(MATERIAL FOR THIS EXERCISE)
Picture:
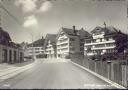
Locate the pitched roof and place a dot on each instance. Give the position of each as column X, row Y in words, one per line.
column 107, row 30
column 69, row 31
column 51, row 37
column 37, row 43
column 84, row 34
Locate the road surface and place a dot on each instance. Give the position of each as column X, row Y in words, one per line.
column 54, row 74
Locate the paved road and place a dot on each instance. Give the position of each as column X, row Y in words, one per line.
column 54, row 74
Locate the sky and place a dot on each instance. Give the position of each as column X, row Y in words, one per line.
column 36, row 18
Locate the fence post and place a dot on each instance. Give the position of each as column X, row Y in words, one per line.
column 109, row 67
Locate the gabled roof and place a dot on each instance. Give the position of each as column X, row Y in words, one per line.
column 69, row 31
column 84, row 34
column 106, row 30
column 78, row 33
column 37, row 43
column 51, row 37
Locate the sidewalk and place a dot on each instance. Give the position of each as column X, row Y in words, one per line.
column 10, row 70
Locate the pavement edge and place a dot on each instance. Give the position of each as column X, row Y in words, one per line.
column 101, row 77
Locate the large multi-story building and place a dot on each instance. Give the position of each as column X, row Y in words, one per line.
column 50, row 45
column 10, row 52
column 70, row 42
column 36, row 49
column 102, row 41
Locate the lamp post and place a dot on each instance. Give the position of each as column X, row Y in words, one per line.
column 109, row 68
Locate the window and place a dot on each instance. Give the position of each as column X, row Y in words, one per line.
column 72, row 39
column 82, row 40
column 88, row 41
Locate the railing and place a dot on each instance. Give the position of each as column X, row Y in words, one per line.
column 104, row 42
column 115, row 70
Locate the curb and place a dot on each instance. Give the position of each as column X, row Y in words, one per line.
column 101, row 77
column 15, row 72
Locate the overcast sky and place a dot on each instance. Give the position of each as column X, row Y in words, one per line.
column 39, row 17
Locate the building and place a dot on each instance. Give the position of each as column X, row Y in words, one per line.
column 50, row 45
column 104, row 40
column 70, row 42
column 10, row 52
column 36, row 49
column 24, row 47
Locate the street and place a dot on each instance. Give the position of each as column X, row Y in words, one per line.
column 54, row 74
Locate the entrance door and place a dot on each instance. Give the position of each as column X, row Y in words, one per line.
column 4, row 55
column 15, row 56
column 10, row 56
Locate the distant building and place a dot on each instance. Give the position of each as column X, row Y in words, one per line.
column 70, row 42
column 104, row 41
column 50, row 45
column 24, row 47
column 36, row 48
column 10, row 52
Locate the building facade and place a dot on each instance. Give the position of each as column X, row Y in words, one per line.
column 36, row 49
column 102, row 41
column 70, row 42
column 9, row 51
column 50, row 45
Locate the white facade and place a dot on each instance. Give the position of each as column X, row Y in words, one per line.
column 67, row 44
column 35, row 51
column 99, row 45
column 50, row 50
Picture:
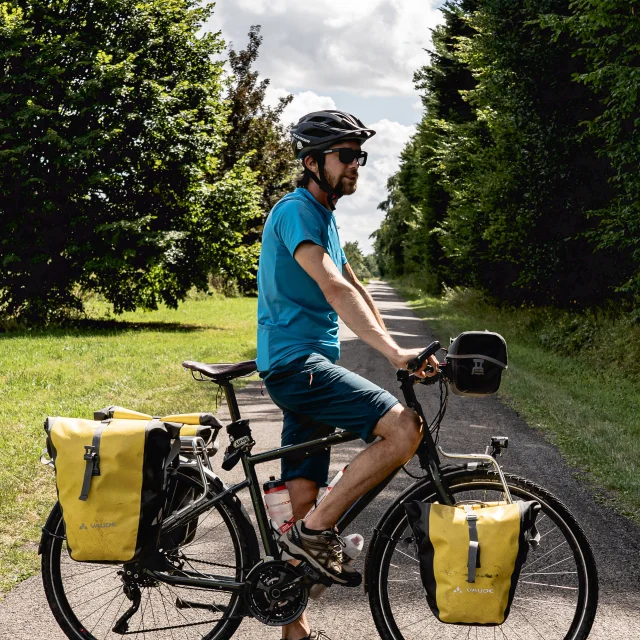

(EXERCISE PROMPT) Excluding the images, return each record above precisely as written.

(RESULT OF THE TASK)
Picture:
Locate the pitched roof and place a dot on each instance. Give the position of each as column X, row Y in words, one per line.
column 107, row 30
column 69, row 31
column 51, row 37
column 37, row 43
column 84, row 34
Locate the road surface and place a dot on each instance. Give the position of each as column X, row Y in words, one per line.
column 54, row 74
Locate the paved road and place a dot on each instance. Give the position of each as column X, row Y in words, one per line.
column 54, row 74
Locate the sky and place a dot on each instance. Give the position of each as column X, row Y in words, one per line.
column 36, row 18
Locate the fence post and place a dot on each instance. Give the position of each as column X, row Y in words, one per line.
column 109, row 67
Locate the gabled roof and place a dot on each instance. Give the position of each as column X, row Y in words, one per line.
column 69, row 31
column 84, row 34
column 106, row 30
column 78, row 33
column 37, row 43
column 51, row 37
Locate the sidewalk and place a dot on each instance. Give the position of each as column X, row Y in words, one per line.
column 10, row 70
Locate the pavement edge and place a dot on each instance. Give the position of each as column X, row Y in words, one per line.
column 101, row 77
Locate the large multi-story building and place a dot on each instance. Give the position of each as column X, row Y in words, one per line.
column 50, row 45
column 10, row 52
column 70, row 42
column 36, row 49
column 102, row 41
Locate the lamp post and place a dot on each instance. Give the position of each as column X, row Y in words, one per line.
column 109, row 68
Locate the window and place a dot on each instance. Give the position of each as column X, row Y in words, one per line.
column 72, row 39
column 82, row 40
column 88, row 41
Locate the railing and place a dot on each instance. Give the position of each as column X, row Y in words, one per line.
column 104, row 42
column 115, row 70
Locate the curb and place a dot on each instance. Give the position of each as column X, row Y in words, one per line.
column 101, row 77
column 15, row 72
Locate the overcast sky and place a dot on each instance. Give the position of each as column X, row Y in words, one per line.
column 39, row 17
Locate the building and place a dot on each instance. Give the position of each as column X, row Y in words, one per line.
column 50, row 45
column 104, row 40
column 70, row 42
column 10, row 52
column 36, row 49
column 24, row 47
Locate the street and place a dot on each instance. Give the position of each as column X, row Y in words, one per line.
column 54, row 74
Locate the entrance door and place a dot on each instance. Give the position of each as column X, row Y in words, one per line.
column 4, row 55
column 15, row 56
column 10, row 56
Locate the distant building and place a dot on each instance. Give the position of each as column X, row Y in words, one per line.
column 70, row 42
column 104, row 41
column 50, row 45
column 24, row 47
column 36, row 48
column 10, row 52
Locate the building facade and place a dot on each instance. Give the position of each as column X, row Y in words, one per line.
column 36, row 49
column 102, row 41
column 70, row 42
column 9, row 51
column 50, row 45
Locate the white facade and place a dot on each instance. Give the position of each as column X, row Y in words, one per line.
column 67, row 44
column 35, row 51
column 99, row 45
column 50, row 50
Picture:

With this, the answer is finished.